Position identification records:
──────

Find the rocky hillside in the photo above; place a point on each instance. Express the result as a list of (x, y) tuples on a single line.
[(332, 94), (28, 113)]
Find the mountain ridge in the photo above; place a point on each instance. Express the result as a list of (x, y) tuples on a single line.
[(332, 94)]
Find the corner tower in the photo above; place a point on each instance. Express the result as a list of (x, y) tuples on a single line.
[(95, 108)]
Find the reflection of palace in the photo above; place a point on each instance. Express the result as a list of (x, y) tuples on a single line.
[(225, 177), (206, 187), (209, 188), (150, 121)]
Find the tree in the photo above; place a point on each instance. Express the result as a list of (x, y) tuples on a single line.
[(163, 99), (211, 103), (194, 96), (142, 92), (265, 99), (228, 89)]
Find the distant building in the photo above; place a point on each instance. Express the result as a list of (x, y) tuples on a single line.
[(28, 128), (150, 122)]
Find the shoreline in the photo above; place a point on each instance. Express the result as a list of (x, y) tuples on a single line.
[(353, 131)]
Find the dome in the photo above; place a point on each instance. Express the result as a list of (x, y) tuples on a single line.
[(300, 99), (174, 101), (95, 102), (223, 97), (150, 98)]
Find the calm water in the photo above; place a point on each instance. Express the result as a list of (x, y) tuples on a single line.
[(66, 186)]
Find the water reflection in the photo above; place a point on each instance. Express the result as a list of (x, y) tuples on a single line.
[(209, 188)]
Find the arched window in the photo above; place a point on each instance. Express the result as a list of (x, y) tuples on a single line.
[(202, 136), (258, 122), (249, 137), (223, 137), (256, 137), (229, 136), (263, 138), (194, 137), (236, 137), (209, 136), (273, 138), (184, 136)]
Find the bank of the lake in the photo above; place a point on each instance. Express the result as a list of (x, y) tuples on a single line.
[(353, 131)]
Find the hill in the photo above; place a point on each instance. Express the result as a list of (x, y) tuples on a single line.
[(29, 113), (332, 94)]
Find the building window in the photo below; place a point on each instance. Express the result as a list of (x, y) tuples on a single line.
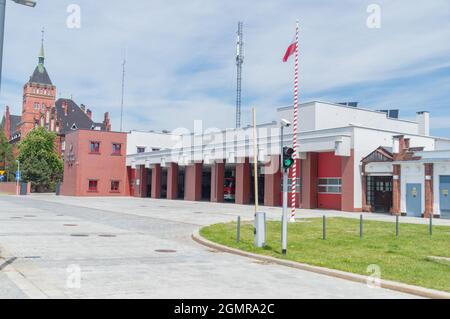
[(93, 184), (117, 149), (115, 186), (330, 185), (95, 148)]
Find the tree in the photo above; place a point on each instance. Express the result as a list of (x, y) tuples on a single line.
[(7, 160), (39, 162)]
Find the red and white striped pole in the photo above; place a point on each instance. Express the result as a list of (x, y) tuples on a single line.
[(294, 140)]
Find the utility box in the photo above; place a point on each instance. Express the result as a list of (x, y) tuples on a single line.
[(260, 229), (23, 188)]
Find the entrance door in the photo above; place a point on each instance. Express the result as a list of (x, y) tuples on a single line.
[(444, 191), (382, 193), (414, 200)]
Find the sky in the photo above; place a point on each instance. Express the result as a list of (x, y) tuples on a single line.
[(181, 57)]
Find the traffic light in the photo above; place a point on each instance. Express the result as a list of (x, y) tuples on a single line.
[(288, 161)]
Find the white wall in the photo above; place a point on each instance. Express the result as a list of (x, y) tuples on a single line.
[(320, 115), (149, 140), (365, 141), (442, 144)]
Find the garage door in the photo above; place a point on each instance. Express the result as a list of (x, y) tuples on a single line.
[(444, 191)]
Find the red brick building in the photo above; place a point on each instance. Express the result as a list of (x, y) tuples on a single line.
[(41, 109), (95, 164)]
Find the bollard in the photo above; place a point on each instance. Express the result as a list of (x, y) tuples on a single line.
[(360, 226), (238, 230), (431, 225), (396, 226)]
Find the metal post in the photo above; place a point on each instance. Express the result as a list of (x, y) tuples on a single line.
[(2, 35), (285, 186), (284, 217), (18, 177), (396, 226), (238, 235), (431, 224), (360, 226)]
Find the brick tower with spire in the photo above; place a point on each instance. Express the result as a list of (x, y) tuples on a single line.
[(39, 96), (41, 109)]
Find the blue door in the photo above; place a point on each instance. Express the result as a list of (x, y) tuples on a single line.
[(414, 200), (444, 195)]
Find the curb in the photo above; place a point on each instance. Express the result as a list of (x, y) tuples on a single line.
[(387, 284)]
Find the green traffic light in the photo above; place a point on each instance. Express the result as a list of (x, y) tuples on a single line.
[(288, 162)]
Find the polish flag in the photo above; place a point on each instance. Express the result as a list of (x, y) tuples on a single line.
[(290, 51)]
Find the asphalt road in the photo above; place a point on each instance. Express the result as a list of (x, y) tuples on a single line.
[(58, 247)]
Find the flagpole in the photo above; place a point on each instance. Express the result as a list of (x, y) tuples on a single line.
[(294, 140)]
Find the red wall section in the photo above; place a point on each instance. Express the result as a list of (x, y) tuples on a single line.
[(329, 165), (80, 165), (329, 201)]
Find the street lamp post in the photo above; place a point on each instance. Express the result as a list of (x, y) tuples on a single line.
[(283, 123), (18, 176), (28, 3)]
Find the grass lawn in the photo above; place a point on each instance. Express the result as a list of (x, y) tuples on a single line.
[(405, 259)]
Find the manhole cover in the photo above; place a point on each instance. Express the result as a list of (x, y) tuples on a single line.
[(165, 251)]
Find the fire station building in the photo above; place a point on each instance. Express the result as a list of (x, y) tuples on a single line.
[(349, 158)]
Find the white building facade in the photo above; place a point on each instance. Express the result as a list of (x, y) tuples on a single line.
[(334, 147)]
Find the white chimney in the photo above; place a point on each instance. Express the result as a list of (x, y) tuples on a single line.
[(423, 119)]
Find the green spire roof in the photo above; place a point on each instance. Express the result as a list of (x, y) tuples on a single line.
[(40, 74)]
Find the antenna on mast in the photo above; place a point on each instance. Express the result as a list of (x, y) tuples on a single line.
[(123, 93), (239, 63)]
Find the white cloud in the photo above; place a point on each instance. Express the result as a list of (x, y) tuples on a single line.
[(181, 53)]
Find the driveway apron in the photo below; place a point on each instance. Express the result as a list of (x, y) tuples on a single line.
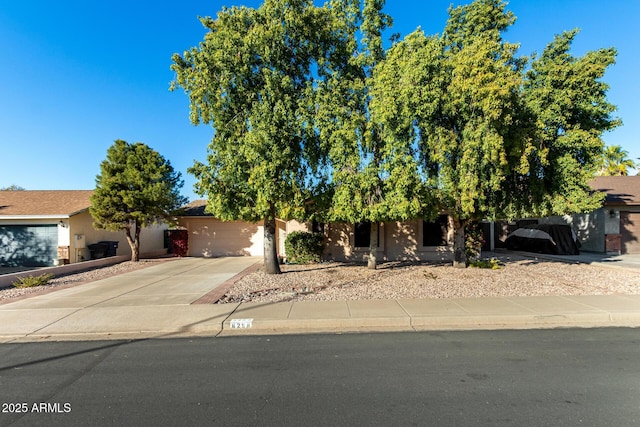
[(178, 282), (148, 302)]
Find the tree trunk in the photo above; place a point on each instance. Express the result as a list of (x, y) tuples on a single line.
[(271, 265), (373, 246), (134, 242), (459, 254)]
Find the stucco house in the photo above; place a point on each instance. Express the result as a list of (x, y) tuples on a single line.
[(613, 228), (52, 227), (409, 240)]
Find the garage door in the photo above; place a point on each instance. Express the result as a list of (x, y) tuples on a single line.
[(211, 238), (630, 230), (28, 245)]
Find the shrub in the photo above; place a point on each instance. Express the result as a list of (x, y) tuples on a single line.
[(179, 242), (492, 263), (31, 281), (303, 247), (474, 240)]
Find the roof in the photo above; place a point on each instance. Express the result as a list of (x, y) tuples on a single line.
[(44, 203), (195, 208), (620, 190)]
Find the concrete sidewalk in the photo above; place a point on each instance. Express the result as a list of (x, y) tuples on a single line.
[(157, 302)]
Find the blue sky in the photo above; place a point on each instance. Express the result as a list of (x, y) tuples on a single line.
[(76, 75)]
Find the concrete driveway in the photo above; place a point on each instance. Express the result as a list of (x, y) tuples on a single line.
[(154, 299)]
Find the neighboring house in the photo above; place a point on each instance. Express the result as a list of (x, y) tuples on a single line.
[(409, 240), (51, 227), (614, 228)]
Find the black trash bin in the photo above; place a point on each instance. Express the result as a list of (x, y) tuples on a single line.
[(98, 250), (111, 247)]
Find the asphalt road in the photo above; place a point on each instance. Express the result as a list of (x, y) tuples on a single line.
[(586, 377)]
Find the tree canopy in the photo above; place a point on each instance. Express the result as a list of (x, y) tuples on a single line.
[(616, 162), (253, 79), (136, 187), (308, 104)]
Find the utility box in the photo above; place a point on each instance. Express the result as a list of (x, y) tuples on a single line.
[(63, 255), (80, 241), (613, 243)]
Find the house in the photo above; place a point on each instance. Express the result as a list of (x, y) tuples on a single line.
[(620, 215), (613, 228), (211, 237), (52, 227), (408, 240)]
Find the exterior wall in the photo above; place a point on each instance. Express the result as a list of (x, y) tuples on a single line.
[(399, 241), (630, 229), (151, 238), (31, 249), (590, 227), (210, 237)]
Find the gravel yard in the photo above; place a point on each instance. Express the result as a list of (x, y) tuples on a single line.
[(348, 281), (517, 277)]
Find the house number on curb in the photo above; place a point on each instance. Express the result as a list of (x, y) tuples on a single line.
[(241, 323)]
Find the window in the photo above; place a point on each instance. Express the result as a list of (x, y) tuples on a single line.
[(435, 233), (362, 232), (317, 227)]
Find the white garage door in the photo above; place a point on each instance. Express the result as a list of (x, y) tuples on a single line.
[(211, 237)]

──────

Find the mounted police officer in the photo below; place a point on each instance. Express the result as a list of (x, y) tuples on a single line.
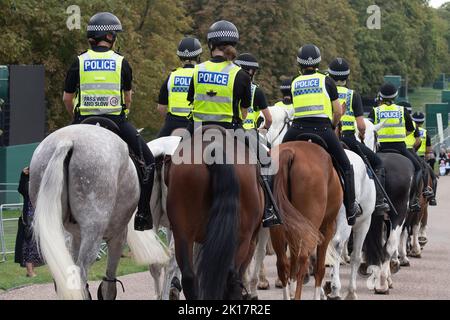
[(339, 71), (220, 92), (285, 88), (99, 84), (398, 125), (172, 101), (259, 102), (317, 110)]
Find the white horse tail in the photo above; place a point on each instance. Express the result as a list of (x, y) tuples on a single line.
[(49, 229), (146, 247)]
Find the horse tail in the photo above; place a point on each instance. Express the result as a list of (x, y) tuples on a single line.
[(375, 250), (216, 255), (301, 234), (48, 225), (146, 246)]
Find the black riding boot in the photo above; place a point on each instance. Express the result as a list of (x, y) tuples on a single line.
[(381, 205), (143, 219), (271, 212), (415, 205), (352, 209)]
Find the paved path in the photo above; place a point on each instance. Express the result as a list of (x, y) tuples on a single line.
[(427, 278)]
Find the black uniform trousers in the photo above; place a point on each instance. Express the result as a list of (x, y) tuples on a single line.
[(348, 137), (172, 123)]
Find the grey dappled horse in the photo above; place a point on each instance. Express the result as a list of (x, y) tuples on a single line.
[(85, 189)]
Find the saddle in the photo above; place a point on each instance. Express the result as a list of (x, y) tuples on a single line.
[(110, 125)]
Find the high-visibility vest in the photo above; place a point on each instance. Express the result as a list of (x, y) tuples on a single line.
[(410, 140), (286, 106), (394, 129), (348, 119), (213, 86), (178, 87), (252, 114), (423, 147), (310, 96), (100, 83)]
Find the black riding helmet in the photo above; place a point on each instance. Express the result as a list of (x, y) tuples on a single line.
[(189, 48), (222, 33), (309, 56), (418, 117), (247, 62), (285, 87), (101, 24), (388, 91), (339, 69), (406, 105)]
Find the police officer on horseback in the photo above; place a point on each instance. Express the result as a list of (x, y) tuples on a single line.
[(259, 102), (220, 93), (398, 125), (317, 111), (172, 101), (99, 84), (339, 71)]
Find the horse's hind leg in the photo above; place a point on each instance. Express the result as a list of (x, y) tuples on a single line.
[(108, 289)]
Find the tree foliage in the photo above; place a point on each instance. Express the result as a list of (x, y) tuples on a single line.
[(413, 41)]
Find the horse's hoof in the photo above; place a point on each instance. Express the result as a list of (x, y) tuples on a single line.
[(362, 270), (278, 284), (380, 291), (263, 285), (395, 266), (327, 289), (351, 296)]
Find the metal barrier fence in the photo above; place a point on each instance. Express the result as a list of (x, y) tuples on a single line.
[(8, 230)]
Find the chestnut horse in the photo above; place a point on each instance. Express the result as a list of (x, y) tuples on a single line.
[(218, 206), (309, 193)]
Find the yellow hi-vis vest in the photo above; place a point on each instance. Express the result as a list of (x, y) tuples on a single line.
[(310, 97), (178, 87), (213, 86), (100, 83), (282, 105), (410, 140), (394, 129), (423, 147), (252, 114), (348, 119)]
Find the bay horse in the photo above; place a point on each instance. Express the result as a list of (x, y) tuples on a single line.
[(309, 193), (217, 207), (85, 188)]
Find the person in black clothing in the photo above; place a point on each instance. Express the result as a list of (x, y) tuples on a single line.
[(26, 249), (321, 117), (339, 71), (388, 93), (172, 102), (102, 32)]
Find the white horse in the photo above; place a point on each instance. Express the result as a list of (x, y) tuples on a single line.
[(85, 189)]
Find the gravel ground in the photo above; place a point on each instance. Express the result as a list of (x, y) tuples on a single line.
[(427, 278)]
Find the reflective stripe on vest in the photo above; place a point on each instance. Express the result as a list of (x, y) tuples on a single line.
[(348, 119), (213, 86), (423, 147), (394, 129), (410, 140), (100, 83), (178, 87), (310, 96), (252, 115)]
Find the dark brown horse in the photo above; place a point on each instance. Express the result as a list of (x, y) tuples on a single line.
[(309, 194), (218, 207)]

──────

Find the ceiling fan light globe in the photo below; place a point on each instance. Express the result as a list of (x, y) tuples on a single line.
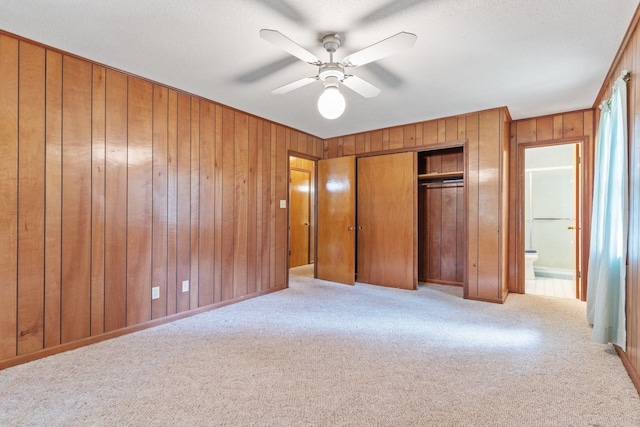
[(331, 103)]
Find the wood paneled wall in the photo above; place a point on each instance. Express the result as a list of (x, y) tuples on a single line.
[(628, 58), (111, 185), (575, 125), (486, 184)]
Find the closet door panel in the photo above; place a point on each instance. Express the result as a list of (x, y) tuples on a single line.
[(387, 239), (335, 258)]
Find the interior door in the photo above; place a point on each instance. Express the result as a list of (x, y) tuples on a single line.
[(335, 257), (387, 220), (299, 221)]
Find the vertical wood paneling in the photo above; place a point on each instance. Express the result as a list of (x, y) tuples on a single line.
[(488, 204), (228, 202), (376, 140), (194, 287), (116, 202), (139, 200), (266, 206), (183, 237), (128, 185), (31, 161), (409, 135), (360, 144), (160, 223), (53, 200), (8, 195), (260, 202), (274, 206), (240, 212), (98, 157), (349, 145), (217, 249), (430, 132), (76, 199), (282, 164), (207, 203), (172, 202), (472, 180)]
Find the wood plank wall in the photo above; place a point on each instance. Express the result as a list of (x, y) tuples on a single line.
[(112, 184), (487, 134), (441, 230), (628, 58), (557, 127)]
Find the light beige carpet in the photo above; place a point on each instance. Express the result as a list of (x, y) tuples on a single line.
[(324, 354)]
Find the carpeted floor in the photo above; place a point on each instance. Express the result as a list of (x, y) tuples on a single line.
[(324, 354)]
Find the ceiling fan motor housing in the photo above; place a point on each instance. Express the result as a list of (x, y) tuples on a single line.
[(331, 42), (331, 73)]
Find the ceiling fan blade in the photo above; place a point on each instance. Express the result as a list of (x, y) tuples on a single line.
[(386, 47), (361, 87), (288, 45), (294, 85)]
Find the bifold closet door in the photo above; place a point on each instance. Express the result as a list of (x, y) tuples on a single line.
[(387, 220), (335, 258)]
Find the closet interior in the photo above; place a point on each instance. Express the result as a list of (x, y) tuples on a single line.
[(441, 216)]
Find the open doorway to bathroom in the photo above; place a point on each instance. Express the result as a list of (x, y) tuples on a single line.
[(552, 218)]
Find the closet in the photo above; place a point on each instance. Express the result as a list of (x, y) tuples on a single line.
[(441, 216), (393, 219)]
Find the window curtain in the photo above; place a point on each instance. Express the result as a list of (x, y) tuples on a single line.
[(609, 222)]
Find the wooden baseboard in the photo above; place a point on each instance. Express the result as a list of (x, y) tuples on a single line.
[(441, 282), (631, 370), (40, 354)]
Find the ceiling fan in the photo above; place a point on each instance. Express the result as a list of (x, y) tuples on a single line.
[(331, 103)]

──────

> EXERCISE AIM: Count the lines in the material above that contain the string "spire", treating uppercase and lowercase as distinct. Give only the number.

> RESPONSE BELOW: 2